The basic problem is that Android Framework classes don't work well outside the context of Android OS, so any code that has dependencies on Framework classes doesn't run in a regular JUnit environment, as you've found.
Your solution of trying to move the JUnit tests into a separate module won't work because you can't have a plain Java module depend on an Android module. Android Gradle modules don't act like Java modules, because Android builds are much more complex, and because the end result of an Android module build will be an APK or an AAR, which other module types won't understand.
If you can move your plain Java classes and unit tests into a plain Java module and have the Android modules depend on that, it will be the best approach that will get the most support from official features in the IDE. It will also have an architectural benefit in that it will keep those classes free from Android abstractions, making it more portable, and enforcing a separation of business logic from UI or storage or other things more device-specific.
If that's difficult for you to do, then a lot of developers in your shoes go with Robolectric, which is a test harness allowing code depending on many parts of the Android Framework to run in a JUnit environment without an emulator or device. It's not officially supported by Google, but Google is aware that it's widely used and tries hard to not wantonly break it.
I have a Robolectric test project setup, but I'd like to also run these tests on my device to check that I don't get bit by JVM vs Dalvik implementation differences.
Unlike robolectric tests, I won't run these tests frequently. My concern is that there's little effort to maintain the test suite and that they verify actual device functionality.

═══

## Activities
#1 List every acronym that appears in the discussion of testing Android code, in the order it first occurs.
#2 Extend the discussion of testing Android code, beginning right after its final sentence.

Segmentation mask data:
═══

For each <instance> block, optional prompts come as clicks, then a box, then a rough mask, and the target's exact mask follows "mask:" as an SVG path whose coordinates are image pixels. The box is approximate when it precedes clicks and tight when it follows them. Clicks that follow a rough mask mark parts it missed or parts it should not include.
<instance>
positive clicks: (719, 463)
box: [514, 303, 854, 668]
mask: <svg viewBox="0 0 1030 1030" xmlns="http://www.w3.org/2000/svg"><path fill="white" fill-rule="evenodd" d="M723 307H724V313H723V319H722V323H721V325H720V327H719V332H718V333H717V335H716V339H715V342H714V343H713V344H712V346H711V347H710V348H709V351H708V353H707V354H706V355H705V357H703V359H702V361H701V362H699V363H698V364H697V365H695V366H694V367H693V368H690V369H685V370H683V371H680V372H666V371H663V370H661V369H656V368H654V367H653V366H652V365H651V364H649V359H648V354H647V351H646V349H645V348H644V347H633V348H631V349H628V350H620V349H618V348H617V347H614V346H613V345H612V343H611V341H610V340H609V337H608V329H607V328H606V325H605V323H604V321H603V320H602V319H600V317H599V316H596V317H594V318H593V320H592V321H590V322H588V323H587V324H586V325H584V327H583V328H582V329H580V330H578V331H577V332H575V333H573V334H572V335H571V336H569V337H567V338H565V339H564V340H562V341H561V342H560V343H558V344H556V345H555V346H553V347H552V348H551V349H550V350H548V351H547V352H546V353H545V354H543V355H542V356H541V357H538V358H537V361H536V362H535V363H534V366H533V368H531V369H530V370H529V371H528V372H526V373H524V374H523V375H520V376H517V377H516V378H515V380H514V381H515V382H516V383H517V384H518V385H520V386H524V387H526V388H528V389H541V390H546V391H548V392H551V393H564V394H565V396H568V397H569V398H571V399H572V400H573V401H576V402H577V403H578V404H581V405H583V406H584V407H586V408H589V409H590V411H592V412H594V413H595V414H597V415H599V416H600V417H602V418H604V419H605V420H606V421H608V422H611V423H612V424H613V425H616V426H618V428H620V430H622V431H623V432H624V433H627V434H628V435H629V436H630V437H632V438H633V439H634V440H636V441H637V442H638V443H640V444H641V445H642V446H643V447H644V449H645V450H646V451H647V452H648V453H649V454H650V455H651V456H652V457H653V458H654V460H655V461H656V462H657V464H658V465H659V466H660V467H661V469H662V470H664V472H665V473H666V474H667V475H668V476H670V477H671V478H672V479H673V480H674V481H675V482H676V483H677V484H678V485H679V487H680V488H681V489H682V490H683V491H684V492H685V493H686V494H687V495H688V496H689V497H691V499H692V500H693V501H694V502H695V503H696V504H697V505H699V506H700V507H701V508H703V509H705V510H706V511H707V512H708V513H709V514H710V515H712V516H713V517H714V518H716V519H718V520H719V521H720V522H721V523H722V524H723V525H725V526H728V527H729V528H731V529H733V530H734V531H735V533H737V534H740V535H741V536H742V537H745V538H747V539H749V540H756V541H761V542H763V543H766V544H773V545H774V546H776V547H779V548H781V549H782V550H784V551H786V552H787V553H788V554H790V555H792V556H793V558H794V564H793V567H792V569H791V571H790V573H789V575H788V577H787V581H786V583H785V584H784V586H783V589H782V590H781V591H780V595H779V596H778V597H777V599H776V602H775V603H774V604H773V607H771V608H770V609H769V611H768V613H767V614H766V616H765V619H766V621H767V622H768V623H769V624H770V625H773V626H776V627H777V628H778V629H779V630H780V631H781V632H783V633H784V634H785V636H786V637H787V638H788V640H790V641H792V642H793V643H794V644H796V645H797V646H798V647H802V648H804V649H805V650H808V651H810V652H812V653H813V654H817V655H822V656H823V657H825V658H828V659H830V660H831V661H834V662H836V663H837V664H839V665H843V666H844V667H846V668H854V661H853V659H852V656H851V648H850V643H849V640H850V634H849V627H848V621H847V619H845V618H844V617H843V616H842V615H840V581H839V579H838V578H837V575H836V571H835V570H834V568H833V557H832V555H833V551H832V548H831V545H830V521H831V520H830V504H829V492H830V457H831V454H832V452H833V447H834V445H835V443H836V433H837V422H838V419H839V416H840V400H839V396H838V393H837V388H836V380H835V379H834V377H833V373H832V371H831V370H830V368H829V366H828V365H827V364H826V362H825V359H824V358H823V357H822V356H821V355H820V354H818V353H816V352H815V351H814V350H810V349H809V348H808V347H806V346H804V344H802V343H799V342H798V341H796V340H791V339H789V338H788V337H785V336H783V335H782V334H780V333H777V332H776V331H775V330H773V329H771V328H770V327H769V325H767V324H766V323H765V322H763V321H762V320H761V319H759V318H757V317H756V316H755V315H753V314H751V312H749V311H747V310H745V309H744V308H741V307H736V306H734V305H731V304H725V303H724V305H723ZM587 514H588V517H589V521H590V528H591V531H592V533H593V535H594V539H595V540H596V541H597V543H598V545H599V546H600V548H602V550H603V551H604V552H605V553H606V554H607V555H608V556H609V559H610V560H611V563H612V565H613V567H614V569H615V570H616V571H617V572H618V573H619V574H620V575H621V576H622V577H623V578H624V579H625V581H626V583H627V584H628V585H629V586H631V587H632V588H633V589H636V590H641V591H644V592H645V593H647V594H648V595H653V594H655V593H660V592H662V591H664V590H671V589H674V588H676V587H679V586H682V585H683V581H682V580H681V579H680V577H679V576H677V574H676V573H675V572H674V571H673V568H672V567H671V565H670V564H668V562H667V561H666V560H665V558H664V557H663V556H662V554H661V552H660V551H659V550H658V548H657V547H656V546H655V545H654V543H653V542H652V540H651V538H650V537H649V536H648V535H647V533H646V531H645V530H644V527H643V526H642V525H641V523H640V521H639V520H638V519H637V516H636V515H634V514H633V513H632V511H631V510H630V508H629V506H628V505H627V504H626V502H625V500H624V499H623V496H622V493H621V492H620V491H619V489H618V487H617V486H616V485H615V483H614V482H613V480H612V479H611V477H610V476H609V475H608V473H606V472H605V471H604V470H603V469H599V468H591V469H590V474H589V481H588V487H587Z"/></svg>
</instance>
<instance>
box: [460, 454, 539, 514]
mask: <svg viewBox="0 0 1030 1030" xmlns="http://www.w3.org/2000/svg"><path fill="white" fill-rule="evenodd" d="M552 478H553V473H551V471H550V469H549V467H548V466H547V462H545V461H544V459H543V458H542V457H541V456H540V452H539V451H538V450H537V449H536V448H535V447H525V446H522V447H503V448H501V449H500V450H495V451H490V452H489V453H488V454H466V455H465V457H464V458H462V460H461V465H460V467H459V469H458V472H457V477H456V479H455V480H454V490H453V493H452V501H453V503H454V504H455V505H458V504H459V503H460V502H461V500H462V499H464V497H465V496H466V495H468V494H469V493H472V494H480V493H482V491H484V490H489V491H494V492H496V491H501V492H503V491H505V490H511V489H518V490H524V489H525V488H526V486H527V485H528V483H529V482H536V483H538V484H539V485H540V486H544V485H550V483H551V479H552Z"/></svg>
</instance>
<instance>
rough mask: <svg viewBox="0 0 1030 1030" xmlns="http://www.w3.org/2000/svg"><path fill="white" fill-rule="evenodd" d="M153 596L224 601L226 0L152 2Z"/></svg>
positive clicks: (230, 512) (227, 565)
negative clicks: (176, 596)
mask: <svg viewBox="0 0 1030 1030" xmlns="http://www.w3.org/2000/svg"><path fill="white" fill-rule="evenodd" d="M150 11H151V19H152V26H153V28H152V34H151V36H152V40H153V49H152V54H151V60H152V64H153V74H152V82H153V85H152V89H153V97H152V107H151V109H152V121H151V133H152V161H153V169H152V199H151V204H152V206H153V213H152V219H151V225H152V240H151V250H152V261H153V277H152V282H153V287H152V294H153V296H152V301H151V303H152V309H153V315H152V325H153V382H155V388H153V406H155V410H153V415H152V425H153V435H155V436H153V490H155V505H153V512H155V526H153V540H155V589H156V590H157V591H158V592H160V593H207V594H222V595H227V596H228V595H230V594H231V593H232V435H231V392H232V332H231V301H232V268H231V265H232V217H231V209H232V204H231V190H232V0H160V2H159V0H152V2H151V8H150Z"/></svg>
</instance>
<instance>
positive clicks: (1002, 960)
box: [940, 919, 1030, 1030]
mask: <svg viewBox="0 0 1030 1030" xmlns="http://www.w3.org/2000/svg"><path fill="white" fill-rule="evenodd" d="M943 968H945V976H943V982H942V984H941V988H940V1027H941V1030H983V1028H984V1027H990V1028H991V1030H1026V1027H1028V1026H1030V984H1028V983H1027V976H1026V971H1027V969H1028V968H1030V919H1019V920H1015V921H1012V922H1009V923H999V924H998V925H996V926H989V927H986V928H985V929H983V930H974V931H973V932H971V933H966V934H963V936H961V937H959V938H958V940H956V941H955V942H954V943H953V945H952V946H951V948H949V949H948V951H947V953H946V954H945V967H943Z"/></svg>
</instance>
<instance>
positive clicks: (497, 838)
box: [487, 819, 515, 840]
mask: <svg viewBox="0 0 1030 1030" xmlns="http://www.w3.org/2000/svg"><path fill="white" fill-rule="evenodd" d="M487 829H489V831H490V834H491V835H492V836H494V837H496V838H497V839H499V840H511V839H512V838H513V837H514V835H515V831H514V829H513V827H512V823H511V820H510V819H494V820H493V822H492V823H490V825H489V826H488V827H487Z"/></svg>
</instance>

═══

## Written responses
#1 OS, APK, AAR, IDE, UI, JVM

#2
What's the best way to do that?
What I've currently got:
My robolectric test project as a test case TestPackage. I created an Android Test project with a test case TestRoboOnAndroid. It creates a TestPackage and has a test for each test in TestPackage.
Right now, every time I add a test to my robolectric suite, I need to manually add it to my device suite. Is there some way to do that automatically with reflection?
Also, Robolectric uses JUnit 4 (by default) and Android uses JUnit 3. So I have to write all of my Robolectric tests using JUnit 3 style (importing from junit.framework instead of org.junit).
The whole point of Robolectric is NOT to run it on the device and the design is based on that. If you want to run something on the device look at the default instrumentation tests from the SDK or Robotium.
It is totally feasible to run your Robolectric tests on the JVM and in addition create Robotium tests that rely on device specific interaction (e.g. creating screenshots, hardware differences...) and run on devices and emulators all combined into one build.
The easiest way to do that is to use the Android Maven Plugin.
I use a tiered system, where I prefer earlier tiers where possible:
Pure unit tests. I try to make as much code as possible fully independent of Android APIs, and then use "pure" unit tests which can run on any JVM. These tests are the fastest, and it helps keep code that has no need to be Android-specific portable.
Robolectric-supported unit tests. Where my code has only small dependencies on Android APIs, that can be satisfied by Robolectric shadows, I test it with Robolectric. There is a little more setup time for Robolectric compared to pure tests, but it's still faster than starting/running on an emulator.
Android framework tests. Where Robolectric doesn't cut it - either because the shadows don't exist, or because I'm heavily using Android APIs (and therefore want to test against the Real Thing) - I write test that run on the emulator/device with the default framework.
The point of the tiers is to keep things as simple as possible, which keeps the full suite faster and helps promote cleaner code.
We use Robolectric for unit testing against the JVM and Calabash-Android for system testing against Dalvik. Both can be integrated into our Jenkins CI build and between the two tools I feel that we cover all the bases.